■ **RECORDS SUPPLIED**:

# # #

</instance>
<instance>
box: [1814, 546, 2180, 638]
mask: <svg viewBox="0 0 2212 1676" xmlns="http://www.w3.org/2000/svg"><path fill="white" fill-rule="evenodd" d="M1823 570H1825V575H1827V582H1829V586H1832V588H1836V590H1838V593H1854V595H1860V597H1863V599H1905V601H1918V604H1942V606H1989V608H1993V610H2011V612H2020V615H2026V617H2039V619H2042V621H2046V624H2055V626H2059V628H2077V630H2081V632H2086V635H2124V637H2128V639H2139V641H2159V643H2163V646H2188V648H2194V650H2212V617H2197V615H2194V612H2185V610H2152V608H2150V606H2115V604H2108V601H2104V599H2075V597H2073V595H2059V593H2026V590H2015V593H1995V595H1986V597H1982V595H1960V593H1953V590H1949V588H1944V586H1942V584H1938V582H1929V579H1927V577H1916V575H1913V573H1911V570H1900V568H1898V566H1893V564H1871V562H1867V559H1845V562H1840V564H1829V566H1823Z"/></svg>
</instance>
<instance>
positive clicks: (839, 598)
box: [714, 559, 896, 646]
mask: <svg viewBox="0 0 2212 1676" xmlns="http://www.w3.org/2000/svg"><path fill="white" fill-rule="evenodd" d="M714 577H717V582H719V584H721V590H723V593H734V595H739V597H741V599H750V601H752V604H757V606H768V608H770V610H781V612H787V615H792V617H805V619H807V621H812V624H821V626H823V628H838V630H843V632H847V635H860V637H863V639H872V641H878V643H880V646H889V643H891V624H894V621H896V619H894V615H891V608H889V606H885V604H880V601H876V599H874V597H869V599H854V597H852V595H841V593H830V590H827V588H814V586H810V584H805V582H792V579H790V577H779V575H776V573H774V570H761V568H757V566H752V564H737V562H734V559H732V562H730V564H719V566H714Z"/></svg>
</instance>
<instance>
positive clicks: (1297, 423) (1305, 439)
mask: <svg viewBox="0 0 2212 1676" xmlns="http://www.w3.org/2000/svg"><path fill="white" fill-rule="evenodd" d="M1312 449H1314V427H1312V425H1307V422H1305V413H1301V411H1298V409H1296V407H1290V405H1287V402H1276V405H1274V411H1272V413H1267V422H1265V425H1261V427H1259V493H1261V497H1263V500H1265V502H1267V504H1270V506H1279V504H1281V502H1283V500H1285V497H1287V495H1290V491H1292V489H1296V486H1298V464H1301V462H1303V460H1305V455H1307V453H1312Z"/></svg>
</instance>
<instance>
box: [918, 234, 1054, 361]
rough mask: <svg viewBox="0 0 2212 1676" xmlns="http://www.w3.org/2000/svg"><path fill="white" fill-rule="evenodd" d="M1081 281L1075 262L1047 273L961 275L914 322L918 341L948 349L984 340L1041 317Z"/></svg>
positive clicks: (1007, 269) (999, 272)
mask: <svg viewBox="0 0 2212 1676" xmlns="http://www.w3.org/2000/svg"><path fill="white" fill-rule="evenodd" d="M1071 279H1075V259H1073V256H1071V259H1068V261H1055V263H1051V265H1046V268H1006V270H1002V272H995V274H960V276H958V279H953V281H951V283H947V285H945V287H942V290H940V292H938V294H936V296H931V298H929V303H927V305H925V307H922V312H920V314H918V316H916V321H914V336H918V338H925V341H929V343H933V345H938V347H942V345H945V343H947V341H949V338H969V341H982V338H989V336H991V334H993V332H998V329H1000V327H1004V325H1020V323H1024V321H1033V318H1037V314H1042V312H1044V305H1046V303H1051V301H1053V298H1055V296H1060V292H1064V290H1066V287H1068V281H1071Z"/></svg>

# # #

■ **INSTRUCTIONS TO FOLLOW**:
I would like you to return every entry exactly, with nothing changed.

■ **WRITTEN RESPONSE**:
</instance>
<instance>
box: [1814, 546, 2180, 638]
mask: <svg viewBox="0 0 2212 1676" xmlns="http://www.w3.org/2000/svg"><path fill="white" fill-rule="evenodd" d="M1823 570H1825V575H1827V582H1829V586H1832V588H1836V590H1838V593H1854V595H1860V597H1863V599H1905V601H1918V604H1942V606H1989V608H1993V610H2011V612H2020V615H2026V617H2039V619H2042V621H2046V624H2055V626H2059V628H2077V630H2081V632H2086V635H2124V637H2128V639H2139V641H2159V643H2163V646H2188V648H2194V650H2212V617H2197V615H2194V612H2185V610H2152V608H2150V606H2115V604H2108V601H2104V599H2075V597H2073V595H2059V593H2026V590H2015V593H1995V595H1986V597H1982V595H1960V593H1953V590H1949V588H1944V586H1942V584H1938V582H1929V579H1927V577H1916V575H1913V573H1911V570H1900V568H1898V566H1893V564H1871V562H1867V559H1845V562H1840V564H1829V566H1823Z"/></svg>
</instance>
<instance>
positive clicks: (839, 598)
box: [714, 559, 896, 646]
mask: <svg viewBox="0 0 2212 1676" xmlns="http://www.w3.org/2000/svg"><path fill="white" fill-rule="evenodd" d="M714 577H717V582H719V584H721V590H723V593H734V595H739V597H741V599H750V601H752V604H757V606H768V608H770V610H781V612H787V615H792V617H805V619H807V621H812V624H821V626H823V628H838V630H843V632H847V635H860V637H863V639H872V641H878V643H880V646H889V643H891V624H894V621H896V619H894V615H891V608H889V606H885V604H880V601H876V599H874V597H869V599H854V597H852V595H841V593H830V590H827V588H814V586H810V584H805V582H792V579H790V577H779V575H776V573H774V570H761V568H757V566H752V564H737V562H734V559H732V562H730V564H719V566H714Z"/></svg>
</instance>
<instance>
positive clicks: (1297, 423) (1305, 439)
mask: <svg viewBox="0 0 2212 1676" xmlns="http://www.w3.org/2000/svg"><path fill="white" fill-rule="evenodd" d="M1312 449H1314V427H1312V425H1307V422H1305V413H1301V411H1298V409H1296V407H1290V405H1287V402H1276V405H1274V411H1272V413H1267V422H1265V425H1261V427H1259V493H1261V497H1263V500H1265V502H1267V504H1270V506H1279V504H1281V502H1283V500H1285V497H1287V495H1290V491H1292V489H1296V486H1298V464H1301V462H1303V460H1305V455H1307V453H1312Z"/></svg>
</instance>
<instance>
box: [918, 234, 1054, 361]
rough mask: <svg viewBox="0 0 2212 1676" xmlns="http://www.w3.org/2000/svg"><path fill="white" fill-rule="evenodd" d="M1081 281L1075 262L1047 273L961 275L914 322L918 341L948 349L984 340L1041 317Z"/></svg>
positive clicks: (1007, 269) (999, 272)
mask: <svg viewBox="0 0 2212 1676" xmlns="http://www.w3.org/2000/svg"><path fill="white" fill-rule="evenodd" d="M1071 279H1075V259H1073V256H1071V259H1068V261H1055V263H1051V265H1046V268H1006V270H1002V272H995V274H960V276H958V279H953V281H951V283H947V285H945V287H942V290H940V292H938V294H936V296H931V298H929V303H927V305H925V307H922V312H920V314H918V316H916V321H914V336H918V338H925V341H929V343H933V345H938V347H942V345H945V343H947V341H949V338H969V341H982V338H989V336H991V334H993V332H998V329H1000V327H1004V325H1020V323H1024V321H1033V318H1037V314H1042V312H1044V305H1046V303H1051V301H1053V298H1055V296H1060V292H1064V290H1066V287H1068V281H1071Z"/></svg>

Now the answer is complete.